What you will do:
Every entry below should be reproduced exactly, with all pictures left out.
-- Listed entries follows --
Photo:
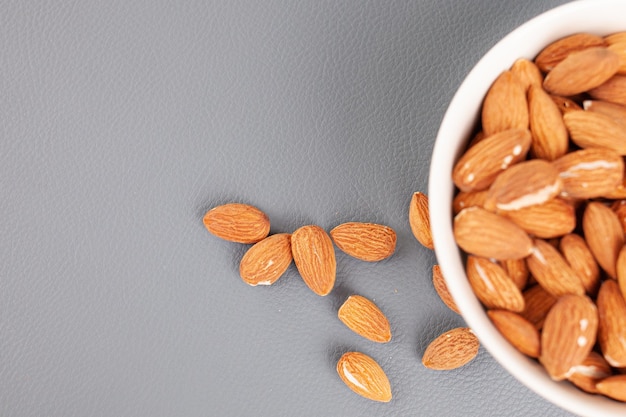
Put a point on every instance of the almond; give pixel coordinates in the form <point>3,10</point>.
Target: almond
<point>590,173</point>
<point>617,112</point>
<point>527,72</point>
<point>604,235</point>
<point>267,260</point>
<point>314,256</point>
<point>581,260</point>
<point>482,233</point>
<point>363,375</point>
<point>613,387</point>
<point>619,208</point>
<point>561,48</point>
<point>595,130</point>
<point>582,71</point>
<point>493,287</point>
<point>553,218</point>
<point>552,272</point>
<point>522,185</point>
<point>451,350</point>
<point>613,90</point>
<point>517,270</point>
<point>537,303</point>
<point>617,37</point>
<point>565,104</point>
<point>364,318</point>
<point>419,219</point>
<point>550,138</point>
<point>465,199</point>
<point>621,271</point>
<point>586,375</point>
<point>441,288</point>
<point>482,163</point>
<point>620,49</point>
<point>612,323</point>
<point>568,335</point>
<point>365,241</point>
<point>505,106</point>
<point>517,330</point>
<point>237,222</point>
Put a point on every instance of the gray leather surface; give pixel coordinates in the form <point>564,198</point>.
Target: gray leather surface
-- Listed entries concluded --
Solution to the exercise:
Photo:
Put a point on every instance of the almond; give pixel coordinates in the form <point>3,10</point>.
Target: almond
<point>590,173</point>
<point>617,112</point>
<point>527,72</point>
<point>604,235</point>
<point>267,260</point>
<point>314,256</point>
<point>581,260</point>
<point>482,233</point>
<point>363,375</point>
<point>613,387</point>
<point>619,208</point>
<point>561,48</point>
<point>595,130</point>
<point>582,71</point>
<point>493,287</point>
<point>553,218</point>
<point>552,272</point>
<point>522,185</point>
<point>451,350</point>
<point>613,90</point>
<point>517,270</point>
<point>537,303</point>
<point>617,37</point>
<point>565,104</point>
<point>364,318</point>
<point>419,219</point>
<point>550,138</point>
<point>465,199</point>
<point>621,271</point>
<point>586,375</point>
<point>441,288</point>
<point>482,163</point>
<point>620,49</point>
<point>612,323</point>
<point>568,335</point>
<point>365,241</point>
<point>505,106</point>
<point>517,330</point>
<point>237,222</point>
Put a point on every instance of the gray leather surface; give pixel coordinates in the form <point>564,198</point>.
Target: gray leather surface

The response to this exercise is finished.